[START OF Excerpted text]
Dr. Rubina Peroomian Explores Literature of the Armenian Genocide

YEREVAN, Armenia – On Wednesday, April 23, 2014, the American University of Armenia (AUA) hosted Dr. Rubina Peroomian for a public lecture entitled “A Journey through the Armenian Genocide Literature,” in honor of Genocide Remembrance Day.

Dr. Peroomian, explaining the value of artistic literature surrounding the Armenian Genocide, shared, “I believe that it is in this genre of literature that one comes closer to the universal truth that is at the roots of these documents and these factual figures. It is in this kind of literature that the psychology of a nation that has gone through this psychological trauma—this exceptional traumatic experience—is reflected, is expressed. It is this kind of literature that brings us closer to the concept, to understand the inconceivable, the difficult concept of genocide. It is not possible to understand the Armenian Genocide without reading the artistic literature of it, the literary responses to the Armenian Genocide.”
[END OF Excerpted text]
[START OF Stored records]
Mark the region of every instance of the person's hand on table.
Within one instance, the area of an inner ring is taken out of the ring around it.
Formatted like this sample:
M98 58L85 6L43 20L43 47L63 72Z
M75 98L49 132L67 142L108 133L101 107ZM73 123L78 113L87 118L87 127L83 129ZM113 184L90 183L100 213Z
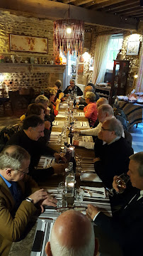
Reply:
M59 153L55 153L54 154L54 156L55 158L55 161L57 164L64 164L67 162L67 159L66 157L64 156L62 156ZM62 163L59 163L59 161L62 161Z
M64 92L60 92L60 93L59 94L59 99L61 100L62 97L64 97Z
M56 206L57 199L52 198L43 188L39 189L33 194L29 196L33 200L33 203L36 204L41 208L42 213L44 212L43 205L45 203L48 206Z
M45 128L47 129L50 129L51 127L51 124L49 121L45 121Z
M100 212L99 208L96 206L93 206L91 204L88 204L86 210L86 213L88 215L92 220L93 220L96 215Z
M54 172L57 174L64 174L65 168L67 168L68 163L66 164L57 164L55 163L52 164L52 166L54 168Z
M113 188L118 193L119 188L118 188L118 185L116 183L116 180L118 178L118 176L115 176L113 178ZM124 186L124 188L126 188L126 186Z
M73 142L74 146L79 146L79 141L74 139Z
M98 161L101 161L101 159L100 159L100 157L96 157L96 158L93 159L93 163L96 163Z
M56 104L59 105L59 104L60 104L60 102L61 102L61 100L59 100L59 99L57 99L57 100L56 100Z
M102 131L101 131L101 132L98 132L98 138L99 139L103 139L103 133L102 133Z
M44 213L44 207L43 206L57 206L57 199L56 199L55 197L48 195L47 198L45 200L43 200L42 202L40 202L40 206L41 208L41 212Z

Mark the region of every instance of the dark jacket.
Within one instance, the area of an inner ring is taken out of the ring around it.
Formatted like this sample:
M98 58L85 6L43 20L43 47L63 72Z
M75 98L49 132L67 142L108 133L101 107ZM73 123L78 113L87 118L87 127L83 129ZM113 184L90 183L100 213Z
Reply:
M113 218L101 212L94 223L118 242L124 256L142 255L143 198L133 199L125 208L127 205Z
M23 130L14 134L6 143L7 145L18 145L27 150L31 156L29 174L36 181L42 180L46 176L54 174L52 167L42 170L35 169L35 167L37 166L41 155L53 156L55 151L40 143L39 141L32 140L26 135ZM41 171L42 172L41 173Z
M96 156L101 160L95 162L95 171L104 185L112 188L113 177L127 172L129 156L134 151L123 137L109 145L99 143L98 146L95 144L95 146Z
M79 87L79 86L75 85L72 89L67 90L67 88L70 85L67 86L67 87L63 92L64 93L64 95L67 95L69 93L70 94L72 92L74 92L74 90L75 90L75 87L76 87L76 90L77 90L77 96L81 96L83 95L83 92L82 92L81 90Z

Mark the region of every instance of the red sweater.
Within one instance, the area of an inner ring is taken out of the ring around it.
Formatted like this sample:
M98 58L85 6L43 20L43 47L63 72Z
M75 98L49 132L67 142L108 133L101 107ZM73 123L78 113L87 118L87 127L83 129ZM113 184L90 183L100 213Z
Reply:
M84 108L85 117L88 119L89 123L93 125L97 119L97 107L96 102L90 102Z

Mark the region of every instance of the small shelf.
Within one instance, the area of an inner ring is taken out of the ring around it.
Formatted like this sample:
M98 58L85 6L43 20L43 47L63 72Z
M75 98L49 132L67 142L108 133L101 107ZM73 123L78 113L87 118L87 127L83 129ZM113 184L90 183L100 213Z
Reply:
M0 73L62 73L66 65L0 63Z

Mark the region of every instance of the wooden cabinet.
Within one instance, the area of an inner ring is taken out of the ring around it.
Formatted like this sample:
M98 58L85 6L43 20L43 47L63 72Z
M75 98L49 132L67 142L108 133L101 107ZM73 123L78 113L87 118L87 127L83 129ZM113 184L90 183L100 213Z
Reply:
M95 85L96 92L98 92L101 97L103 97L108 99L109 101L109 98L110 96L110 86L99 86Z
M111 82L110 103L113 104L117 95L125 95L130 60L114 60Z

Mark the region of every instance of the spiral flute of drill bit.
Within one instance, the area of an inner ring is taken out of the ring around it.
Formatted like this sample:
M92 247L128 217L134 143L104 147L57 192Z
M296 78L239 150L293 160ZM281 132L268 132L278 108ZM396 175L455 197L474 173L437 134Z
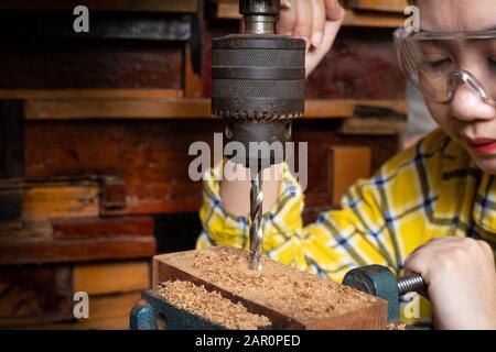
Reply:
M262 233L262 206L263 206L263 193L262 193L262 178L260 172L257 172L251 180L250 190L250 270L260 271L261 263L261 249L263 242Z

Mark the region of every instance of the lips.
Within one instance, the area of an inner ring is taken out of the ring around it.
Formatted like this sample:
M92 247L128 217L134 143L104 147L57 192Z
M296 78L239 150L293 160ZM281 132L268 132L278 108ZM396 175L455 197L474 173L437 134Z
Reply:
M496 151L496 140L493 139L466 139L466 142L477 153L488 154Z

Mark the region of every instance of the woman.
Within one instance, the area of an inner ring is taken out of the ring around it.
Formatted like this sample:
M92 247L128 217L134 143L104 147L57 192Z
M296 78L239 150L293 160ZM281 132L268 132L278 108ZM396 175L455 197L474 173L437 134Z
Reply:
[END OF Stored records]
Exercises to complete =
(1) Reproduce verbatim the passage of the lecture article between "YEREVAN, Armenia –" and "Genocide Remembrance Day.", inclusive.
(2) According to the lecture article, on what date did the American University of Armenia host Dr. Peroomian's lecture?

Expected results =
(1)
YEREVAN, Armenia – On Wednesday, April 23, 2014, the American University of Armenia (AUA) hosted Dr. Rubina Peroomian for a public lecture entitled “A Journey through the Armenian Genocide Literature,” in honor of Genocide Remembrance Day.

(2) Wednesday, April 23, 2014.